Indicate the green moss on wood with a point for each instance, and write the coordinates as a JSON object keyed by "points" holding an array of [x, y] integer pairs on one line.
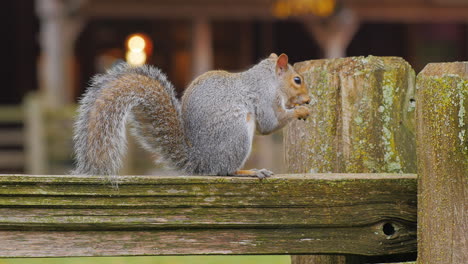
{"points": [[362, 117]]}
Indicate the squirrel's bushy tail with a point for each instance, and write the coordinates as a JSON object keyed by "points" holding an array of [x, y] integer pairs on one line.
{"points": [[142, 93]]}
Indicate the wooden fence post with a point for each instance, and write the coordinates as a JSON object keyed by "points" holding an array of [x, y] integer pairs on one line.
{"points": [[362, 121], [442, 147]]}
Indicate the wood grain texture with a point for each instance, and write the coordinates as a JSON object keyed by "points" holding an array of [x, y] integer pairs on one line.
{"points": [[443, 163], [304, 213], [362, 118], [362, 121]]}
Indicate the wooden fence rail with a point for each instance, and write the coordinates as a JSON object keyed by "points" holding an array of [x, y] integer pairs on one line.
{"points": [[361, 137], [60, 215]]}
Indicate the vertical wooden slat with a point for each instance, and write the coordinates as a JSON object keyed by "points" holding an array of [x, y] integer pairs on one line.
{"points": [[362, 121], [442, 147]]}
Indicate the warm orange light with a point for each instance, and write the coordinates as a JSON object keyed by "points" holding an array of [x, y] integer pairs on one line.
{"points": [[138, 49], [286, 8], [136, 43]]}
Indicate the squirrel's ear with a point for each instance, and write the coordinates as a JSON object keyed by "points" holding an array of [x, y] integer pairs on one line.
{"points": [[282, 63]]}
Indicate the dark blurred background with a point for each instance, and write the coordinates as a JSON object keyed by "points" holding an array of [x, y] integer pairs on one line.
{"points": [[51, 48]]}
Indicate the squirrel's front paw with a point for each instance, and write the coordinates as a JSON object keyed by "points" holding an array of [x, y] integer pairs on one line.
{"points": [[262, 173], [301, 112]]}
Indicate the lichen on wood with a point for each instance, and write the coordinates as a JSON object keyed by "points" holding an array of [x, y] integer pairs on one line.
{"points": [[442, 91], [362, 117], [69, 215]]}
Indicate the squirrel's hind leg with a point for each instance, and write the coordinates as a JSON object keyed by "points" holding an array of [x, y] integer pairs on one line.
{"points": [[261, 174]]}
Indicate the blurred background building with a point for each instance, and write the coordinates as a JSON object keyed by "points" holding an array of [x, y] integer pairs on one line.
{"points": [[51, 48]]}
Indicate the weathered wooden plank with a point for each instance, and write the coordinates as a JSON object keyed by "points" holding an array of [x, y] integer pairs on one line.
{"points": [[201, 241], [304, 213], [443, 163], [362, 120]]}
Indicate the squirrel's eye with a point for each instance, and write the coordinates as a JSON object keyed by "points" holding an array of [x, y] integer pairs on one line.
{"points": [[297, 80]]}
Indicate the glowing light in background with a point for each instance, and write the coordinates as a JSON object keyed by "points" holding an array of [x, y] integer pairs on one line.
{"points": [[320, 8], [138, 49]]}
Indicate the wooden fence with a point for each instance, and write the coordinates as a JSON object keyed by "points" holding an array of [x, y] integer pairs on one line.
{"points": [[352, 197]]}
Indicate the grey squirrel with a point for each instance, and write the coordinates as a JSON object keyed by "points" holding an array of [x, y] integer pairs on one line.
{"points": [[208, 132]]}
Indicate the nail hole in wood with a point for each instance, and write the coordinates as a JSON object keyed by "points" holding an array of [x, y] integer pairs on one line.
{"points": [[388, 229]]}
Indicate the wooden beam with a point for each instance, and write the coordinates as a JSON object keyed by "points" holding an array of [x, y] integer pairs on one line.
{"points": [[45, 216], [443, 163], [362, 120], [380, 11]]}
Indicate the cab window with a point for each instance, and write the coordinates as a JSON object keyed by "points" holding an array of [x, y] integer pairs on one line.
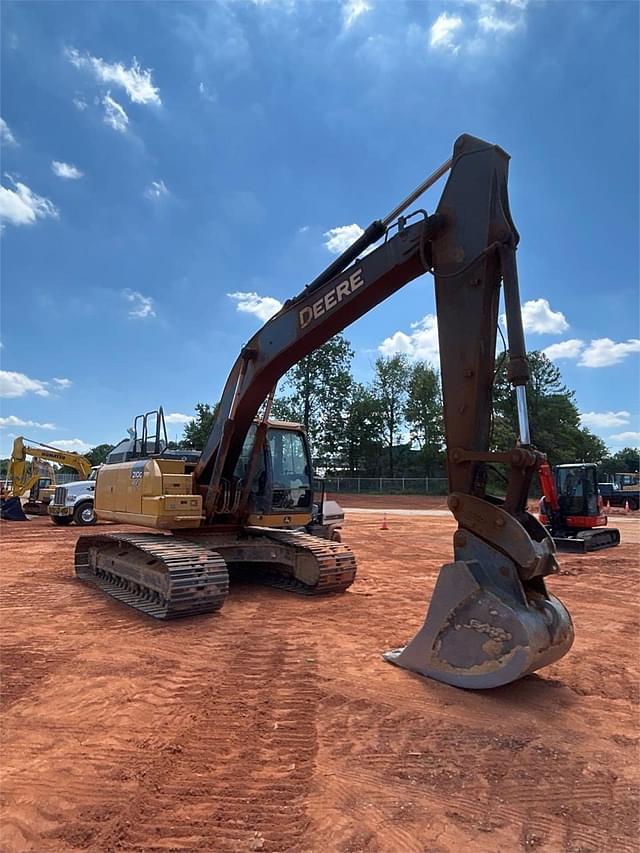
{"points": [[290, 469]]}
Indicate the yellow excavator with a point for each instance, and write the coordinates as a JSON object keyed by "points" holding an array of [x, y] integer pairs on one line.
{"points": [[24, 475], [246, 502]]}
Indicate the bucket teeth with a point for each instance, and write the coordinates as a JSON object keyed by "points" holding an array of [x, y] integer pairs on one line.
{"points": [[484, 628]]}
=====
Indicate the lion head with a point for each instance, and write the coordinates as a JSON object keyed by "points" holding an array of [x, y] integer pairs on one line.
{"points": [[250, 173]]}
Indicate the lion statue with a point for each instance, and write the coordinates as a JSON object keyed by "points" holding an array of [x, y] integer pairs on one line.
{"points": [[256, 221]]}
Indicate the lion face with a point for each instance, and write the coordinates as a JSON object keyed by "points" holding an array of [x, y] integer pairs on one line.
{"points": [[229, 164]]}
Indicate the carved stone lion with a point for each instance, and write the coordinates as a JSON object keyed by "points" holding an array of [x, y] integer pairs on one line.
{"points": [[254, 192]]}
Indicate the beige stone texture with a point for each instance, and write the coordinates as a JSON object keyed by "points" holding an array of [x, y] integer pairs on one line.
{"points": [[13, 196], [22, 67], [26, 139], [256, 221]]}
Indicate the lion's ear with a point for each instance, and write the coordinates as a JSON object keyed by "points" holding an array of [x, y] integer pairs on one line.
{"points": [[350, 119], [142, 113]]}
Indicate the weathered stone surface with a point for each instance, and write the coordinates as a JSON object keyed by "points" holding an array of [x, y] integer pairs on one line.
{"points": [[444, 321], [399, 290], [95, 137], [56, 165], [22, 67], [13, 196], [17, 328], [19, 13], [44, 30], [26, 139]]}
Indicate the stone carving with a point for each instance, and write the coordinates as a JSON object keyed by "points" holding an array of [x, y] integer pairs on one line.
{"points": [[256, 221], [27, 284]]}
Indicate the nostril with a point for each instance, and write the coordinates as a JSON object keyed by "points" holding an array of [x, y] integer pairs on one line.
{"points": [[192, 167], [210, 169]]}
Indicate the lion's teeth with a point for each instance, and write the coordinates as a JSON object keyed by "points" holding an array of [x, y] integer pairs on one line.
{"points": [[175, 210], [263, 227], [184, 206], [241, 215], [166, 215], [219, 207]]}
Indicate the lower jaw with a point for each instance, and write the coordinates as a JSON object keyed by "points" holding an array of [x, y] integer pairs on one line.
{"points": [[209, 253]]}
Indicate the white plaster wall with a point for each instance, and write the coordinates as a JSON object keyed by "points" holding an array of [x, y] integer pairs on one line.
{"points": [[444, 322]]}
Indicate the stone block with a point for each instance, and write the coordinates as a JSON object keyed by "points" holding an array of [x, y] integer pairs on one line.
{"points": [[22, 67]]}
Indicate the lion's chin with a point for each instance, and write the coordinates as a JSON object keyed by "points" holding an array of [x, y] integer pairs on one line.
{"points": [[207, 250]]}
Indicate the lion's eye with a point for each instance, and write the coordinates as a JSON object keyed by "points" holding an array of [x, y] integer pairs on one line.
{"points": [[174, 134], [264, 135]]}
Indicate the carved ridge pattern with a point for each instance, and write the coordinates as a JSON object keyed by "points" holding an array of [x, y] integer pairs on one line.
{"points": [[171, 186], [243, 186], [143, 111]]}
=====
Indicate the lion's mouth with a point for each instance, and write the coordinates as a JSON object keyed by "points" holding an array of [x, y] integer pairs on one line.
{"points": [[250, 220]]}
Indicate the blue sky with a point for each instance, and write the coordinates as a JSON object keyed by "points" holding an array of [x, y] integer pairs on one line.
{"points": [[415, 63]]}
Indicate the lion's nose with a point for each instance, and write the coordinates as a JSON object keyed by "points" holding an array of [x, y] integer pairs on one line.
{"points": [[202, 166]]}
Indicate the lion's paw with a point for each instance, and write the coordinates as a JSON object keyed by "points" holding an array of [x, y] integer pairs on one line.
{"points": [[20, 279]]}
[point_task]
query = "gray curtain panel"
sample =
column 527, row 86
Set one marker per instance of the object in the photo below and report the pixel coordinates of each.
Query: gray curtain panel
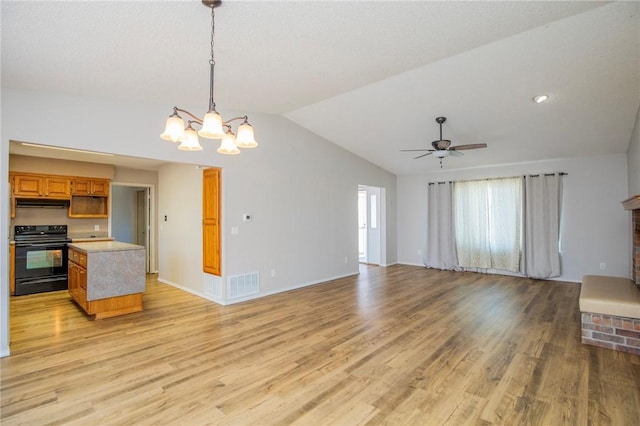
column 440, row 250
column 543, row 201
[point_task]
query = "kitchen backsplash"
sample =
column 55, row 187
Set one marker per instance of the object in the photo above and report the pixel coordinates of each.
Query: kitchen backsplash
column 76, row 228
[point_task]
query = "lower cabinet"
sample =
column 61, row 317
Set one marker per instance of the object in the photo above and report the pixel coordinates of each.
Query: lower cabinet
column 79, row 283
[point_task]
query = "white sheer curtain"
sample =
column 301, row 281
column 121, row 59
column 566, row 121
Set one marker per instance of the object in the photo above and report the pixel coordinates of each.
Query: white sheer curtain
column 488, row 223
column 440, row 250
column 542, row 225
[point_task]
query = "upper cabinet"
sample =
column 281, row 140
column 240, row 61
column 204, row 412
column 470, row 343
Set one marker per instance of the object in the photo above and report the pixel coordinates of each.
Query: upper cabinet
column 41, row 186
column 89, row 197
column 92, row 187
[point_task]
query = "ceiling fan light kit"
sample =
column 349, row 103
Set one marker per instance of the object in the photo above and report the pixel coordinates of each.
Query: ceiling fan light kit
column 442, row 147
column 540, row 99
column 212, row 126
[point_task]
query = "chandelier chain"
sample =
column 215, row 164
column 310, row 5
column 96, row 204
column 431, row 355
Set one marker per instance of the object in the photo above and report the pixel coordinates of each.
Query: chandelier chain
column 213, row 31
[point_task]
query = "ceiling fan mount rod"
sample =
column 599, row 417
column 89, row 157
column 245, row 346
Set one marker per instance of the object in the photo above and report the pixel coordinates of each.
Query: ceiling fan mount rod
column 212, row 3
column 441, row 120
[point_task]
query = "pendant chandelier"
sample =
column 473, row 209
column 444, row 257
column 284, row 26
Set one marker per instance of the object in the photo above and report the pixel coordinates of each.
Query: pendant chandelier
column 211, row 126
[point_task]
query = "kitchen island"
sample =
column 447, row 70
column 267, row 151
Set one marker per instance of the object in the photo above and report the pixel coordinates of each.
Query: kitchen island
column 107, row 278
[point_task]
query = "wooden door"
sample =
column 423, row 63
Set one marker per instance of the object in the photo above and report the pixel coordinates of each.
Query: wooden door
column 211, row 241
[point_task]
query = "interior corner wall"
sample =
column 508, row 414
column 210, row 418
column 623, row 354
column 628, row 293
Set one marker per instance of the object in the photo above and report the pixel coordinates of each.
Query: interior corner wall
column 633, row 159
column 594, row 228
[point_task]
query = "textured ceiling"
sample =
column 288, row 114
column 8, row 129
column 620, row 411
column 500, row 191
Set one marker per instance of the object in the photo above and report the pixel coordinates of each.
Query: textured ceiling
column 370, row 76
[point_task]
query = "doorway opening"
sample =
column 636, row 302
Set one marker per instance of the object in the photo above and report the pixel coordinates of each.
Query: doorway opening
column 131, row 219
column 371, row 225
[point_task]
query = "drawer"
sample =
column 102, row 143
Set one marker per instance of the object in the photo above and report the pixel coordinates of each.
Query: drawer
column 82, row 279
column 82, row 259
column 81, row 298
=====
* [Task item]: Set down only the lines above that fall between the line holding "Query: white sheer curtain" and the line holding "column 245, row 346", inclusive, keeping each exact.

* [Completed exercise]:
Query: white sheer curtain
column 488, row 223
column 440, row 250
column 542, row 225
[point_task]
query = "upper cabinet"
sample =
column 281, row 140
column 240, row 61
column 204, row 412
column 470, row 343
Set one marker per instance of the object in the photo above and report the pixel coordinates of each.
Query: upper cabinet
column 41, row 186
column 89, row 197
column 92, row 187
[point_task]
query = "ceiling fan light kit"
sample =
column 349, row 103
Set one marker per instance of the object in the photo above and report the pixel coordinates of each.
Query: ceiling fan light kit
column 442, row 147
column 540, row 99
column 212, row 126
[point_task]
query = "chandelier chain"
sample =
column 215, row 164
column 310, row 5
column 96, row 204
column 431, row 355
Set one marker per instance of the object in the photo above and report the pixel coordinates of each.
Query: chandelier chain
column 213, row 31
[point_task]
query = "ceiling fan mount rod"
sample =
column 599, row 417
column 89, row 157
column 245, row 346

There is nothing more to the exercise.